[Stored data entries]
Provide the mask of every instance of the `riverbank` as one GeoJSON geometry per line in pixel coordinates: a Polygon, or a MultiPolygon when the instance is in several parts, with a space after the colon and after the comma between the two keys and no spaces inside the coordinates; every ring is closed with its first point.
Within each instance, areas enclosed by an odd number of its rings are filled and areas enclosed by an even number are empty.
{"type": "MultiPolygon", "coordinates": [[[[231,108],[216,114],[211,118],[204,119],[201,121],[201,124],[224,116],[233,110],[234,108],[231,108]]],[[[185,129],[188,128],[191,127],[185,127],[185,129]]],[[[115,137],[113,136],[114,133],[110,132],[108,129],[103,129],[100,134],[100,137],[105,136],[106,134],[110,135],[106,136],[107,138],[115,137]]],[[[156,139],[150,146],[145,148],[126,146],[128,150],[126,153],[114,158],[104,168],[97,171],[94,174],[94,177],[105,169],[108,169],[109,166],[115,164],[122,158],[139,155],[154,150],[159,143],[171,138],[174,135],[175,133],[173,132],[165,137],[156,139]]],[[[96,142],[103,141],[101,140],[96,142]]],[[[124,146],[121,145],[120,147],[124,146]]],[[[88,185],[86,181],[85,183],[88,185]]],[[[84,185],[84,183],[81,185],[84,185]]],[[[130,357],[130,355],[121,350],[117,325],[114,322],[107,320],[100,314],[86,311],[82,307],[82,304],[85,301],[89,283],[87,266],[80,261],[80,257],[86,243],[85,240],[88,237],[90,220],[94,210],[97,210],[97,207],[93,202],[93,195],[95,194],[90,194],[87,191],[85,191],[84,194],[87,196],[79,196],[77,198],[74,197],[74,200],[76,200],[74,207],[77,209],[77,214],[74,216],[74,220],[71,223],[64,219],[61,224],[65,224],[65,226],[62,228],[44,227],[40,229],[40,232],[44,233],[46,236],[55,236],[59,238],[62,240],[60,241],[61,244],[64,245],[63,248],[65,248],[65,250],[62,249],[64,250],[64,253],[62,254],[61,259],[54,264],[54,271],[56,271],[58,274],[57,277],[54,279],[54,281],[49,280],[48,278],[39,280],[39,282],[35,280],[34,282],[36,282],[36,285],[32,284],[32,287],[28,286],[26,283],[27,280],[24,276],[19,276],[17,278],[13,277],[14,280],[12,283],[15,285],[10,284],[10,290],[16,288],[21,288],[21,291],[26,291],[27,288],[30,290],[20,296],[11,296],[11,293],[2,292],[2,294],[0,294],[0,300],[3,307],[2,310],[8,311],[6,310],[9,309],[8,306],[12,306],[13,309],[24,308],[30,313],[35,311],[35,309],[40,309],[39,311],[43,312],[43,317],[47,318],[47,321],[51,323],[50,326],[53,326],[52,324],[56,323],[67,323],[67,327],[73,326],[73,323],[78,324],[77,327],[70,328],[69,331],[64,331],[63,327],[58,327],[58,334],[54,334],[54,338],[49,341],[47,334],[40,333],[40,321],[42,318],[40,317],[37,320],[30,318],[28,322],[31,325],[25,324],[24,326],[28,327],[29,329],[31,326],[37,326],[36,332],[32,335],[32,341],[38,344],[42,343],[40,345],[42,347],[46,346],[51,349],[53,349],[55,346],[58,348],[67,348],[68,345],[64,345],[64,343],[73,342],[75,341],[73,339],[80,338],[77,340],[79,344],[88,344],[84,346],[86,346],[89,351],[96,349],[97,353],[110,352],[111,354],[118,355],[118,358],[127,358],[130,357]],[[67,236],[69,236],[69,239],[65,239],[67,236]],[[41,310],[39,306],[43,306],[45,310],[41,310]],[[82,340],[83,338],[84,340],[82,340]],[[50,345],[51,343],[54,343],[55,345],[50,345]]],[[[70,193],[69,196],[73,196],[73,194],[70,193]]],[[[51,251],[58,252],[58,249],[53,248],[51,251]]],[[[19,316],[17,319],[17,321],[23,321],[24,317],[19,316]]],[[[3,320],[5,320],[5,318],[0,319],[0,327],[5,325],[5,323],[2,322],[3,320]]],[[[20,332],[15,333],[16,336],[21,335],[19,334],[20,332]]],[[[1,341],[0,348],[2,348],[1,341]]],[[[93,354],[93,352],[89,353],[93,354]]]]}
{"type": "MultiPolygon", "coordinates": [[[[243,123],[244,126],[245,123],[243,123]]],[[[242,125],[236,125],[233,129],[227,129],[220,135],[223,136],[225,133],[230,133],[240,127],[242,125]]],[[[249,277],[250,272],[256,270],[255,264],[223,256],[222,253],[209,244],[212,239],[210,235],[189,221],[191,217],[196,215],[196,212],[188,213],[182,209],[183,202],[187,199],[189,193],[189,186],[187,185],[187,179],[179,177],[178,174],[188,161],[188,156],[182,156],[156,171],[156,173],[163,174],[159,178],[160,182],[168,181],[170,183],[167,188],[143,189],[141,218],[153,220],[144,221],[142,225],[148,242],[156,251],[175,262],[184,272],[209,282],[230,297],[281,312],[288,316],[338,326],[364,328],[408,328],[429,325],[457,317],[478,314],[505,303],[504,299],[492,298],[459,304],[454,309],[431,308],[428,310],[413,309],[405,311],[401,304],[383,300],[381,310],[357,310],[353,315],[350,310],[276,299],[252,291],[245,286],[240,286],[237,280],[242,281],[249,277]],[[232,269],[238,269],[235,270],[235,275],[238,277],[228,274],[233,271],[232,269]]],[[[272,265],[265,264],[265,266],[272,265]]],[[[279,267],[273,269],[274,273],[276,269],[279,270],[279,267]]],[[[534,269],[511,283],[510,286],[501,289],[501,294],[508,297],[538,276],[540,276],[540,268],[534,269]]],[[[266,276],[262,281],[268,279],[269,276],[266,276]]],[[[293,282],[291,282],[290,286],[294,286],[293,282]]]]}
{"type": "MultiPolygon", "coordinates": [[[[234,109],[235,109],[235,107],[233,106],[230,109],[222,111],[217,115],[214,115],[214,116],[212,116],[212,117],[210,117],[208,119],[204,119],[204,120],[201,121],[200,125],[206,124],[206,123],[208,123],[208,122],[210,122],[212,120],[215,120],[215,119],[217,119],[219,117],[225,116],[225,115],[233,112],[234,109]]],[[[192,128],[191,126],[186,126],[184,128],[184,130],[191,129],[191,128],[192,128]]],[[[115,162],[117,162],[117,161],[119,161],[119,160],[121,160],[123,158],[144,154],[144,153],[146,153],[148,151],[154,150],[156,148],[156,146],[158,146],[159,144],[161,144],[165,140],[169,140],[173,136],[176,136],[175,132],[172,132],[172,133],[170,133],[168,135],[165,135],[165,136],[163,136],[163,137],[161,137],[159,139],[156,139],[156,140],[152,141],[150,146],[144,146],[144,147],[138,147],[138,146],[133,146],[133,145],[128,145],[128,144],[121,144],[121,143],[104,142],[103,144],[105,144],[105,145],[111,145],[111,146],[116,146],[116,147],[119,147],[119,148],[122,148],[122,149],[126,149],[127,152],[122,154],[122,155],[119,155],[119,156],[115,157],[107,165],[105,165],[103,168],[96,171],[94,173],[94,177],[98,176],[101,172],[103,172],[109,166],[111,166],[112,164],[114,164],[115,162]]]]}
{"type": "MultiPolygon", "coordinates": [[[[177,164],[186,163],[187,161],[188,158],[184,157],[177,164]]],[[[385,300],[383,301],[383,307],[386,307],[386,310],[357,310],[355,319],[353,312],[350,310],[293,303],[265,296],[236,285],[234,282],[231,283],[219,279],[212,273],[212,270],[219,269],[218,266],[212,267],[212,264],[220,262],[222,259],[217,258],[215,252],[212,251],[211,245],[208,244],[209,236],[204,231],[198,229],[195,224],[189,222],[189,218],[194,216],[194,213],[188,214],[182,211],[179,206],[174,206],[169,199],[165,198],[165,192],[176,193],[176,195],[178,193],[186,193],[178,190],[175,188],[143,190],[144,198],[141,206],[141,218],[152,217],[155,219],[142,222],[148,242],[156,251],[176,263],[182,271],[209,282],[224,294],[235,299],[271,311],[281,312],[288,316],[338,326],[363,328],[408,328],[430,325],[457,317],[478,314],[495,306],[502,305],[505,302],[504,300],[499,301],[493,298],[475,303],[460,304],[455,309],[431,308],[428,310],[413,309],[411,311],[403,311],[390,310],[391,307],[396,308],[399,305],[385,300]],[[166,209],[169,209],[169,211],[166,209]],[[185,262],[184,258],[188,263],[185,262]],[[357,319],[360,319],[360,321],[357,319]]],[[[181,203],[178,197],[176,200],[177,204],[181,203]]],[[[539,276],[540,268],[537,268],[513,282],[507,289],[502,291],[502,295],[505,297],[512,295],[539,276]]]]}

Exercise: Across the records, count the lines holding the string "instance". Give the number and stop.

Written response: 2